- PROBLEM SET
(1) In the forum thread, what does a vet say people mostly do in a real fight?
(2) Reproduce the forum thread word for word from "This one isn’t" to "like Halo callouts.".
---------- DOCUMENT TEXT ----------
This is how you communicate with a fellow intelligence: you hurt it, you keep on hurting it, until you can distinguish the posts from the screams.

Icon Of Sin posted:

Have a random CSM drop in and yell at someone about their sideburns.

This one isn’t for Black Library I’m sorry

police that moostash

General Battuta
Feb 7, 2011

This is how you communicate with a fellow intelligence: you hurt it, you keep on hurting it, until you can distinguish the posts from the screams.

LtCol J. Krusinski posted:

Posting in the open will maximize your results, but I understand if you don’t want to.

If you really don't mind me making GBS threads up the thread with my drafts I'd love to ask a few questions. I'll probably still need army guys to read the manuscript as a whole to point out things I don't know to ask about. For ex, recently a vet told me that the cool high speed low drag operator tactical code you always hear in movies is nonsense, and in a real fight people are mostly swearing and yelling poo poo that sounds like Halo callouts.

Plus I have no idea how stuff like radios work - does everybody get a little walkie talkie thing, is there just one guy with a big radio, is it both, who gets to talk to the airplanes, etc etc. You can see in this passage I'm kind of just winging it and or working off PR brochures:

quote:

Erik leaps out of the plane with Anna strapped to his belly.
---------- RECORDS PROVIDED ----------
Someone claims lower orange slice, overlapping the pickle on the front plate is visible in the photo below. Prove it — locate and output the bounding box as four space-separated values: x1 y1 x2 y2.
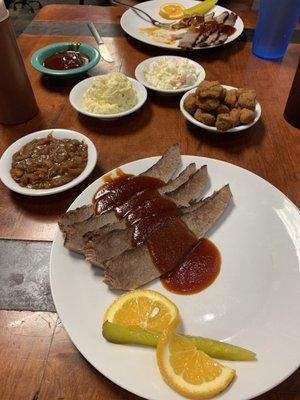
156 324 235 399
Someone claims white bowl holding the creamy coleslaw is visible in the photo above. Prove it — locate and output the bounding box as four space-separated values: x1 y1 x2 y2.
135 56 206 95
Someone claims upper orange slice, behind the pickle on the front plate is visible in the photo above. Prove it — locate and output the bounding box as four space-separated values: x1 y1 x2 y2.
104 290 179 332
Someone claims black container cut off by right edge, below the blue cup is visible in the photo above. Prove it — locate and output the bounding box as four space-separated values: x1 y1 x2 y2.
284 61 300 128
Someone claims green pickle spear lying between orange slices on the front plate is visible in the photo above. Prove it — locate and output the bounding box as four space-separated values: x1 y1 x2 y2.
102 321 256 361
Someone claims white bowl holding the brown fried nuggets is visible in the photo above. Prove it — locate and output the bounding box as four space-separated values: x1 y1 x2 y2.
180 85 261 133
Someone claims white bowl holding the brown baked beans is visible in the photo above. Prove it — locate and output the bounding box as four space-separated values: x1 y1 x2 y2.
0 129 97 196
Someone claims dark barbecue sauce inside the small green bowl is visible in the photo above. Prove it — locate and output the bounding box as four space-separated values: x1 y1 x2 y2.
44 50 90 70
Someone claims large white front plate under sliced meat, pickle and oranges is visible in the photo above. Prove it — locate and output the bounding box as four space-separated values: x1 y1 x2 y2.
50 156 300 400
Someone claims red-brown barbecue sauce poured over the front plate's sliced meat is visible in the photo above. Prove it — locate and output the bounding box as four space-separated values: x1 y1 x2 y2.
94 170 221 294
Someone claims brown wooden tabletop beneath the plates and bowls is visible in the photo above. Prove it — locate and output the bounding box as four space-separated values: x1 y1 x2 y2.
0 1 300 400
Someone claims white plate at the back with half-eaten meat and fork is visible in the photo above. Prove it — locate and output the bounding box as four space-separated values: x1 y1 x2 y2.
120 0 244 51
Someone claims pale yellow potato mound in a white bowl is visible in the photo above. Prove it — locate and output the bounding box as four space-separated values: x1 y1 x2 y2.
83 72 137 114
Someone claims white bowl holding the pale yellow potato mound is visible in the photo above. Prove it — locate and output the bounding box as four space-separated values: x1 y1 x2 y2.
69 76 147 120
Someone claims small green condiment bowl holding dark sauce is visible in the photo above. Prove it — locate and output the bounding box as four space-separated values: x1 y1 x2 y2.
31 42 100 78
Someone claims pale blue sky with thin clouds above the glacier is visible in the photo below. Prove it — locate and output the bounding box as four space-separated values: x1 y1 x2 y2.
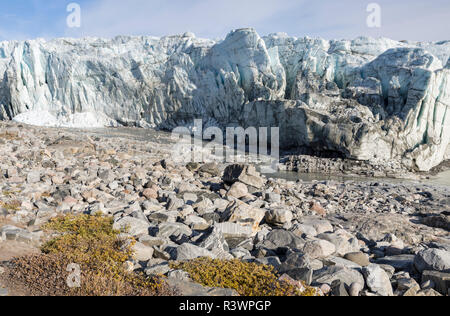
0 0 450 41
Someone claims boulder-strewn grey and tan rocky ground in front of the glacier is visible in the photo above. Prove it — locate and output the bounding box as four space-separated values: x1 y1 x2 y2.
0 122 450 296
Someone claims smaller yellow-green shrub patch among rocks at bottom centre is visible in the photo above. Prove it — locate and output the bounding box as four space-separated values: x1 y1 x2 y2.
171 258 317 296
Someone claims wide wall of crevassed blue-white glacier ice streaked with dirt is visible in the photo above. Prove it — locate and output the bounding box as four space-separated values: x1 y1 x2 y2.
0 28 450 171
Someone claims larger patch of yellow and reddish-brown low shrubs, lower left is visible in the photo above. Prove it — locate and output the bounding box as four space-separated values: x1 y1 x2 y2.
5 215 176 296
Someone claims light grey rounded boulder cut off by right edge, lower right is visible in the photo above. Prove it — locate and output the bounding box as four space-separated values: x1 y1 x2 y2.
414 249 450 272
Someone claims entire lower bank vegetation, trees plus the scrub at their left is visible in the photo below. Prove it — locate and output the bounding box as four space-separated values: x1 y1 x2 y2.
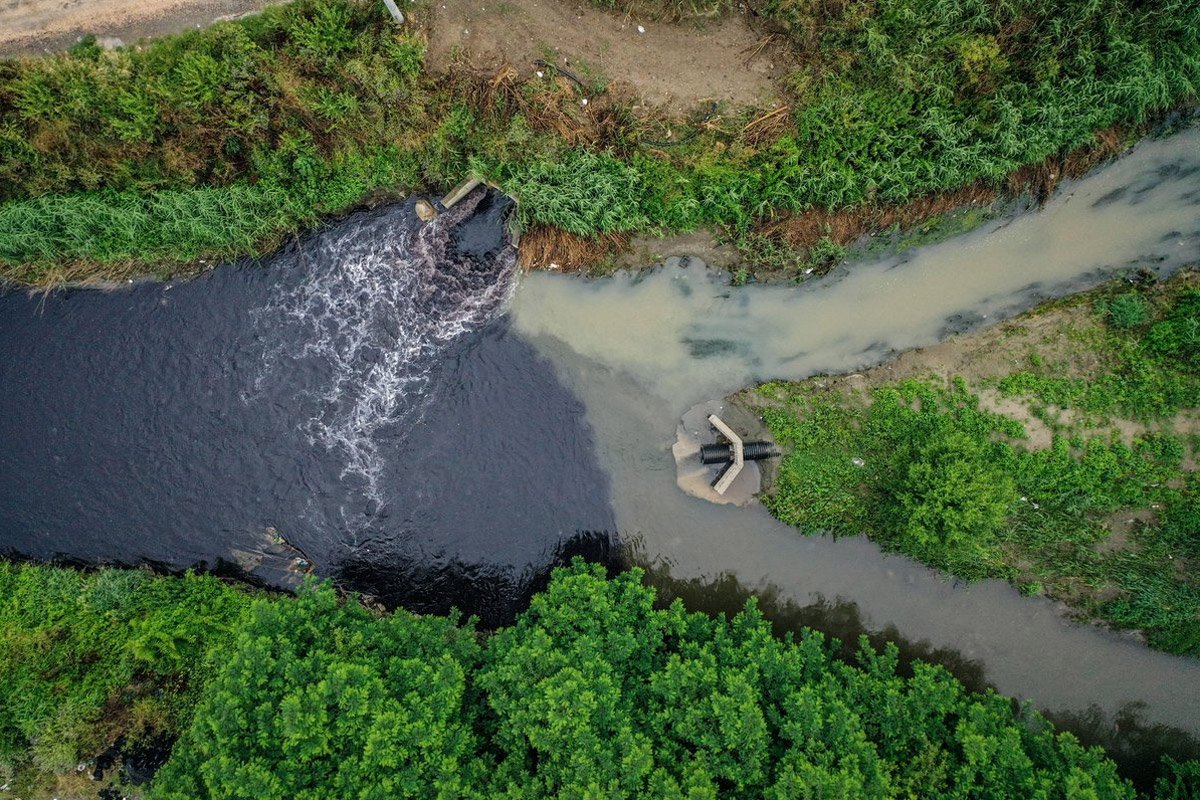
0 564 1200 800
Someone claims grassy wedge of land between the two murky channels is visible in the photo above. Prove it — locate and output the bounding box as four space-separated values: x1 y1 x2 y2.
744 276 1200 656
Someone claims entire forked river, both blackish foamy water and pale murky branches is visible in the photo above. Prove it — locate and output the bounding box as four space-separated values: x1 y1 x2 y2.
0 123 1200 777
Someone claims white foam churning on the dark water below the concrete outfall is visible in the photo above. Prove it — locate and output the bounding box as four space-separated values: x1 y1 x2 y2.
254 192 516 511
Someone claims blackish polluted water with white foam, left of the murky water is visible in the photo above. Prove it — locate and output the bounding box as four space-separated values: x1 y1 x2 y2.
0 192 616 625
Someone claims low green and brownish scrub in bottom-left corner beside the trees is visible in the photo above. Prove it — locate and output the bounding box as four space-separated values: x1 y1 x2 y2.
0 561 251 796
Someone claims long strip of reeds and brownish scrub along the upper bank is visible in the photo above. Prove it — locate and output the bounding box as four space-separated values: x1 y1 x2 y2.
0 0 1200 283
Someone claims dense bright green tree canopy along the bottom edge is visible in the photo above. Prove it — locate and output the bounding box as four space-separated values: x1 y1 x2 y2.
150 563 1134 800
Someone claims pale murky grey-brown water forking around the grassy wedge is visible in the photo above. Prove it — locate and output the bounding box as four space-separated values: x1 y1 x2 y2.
----------
- WRITTEN RESPONSES
(1) They mostly swear and yell things that sound like Halo callouts.

(2)
This one isn’t for Black Library I’m sorry

police that moostash

General Battuta
Feb 7, 2011

This is how you communicate with a fellow intelligence: you hurt it, you keep on hurting it, until you can distinguish the posts from the screams.

LtCol J. Krusinski posted:

Posting in the open will maximize your results, but I understand if you don’t want to.

If you really don't mind me making GBS threads up the thread with my drafts I'd love to ask a few questions. I'll probably still need army guys to read the manuscript as a whole to point out things I don't know to ask about. For ex, recently a vet told me that the cool high speed low drag operator tactical code you always hear in movies is nonsense, and in a real fight people are mostly swearing and yelling poo poo that sounds like Halo callouts.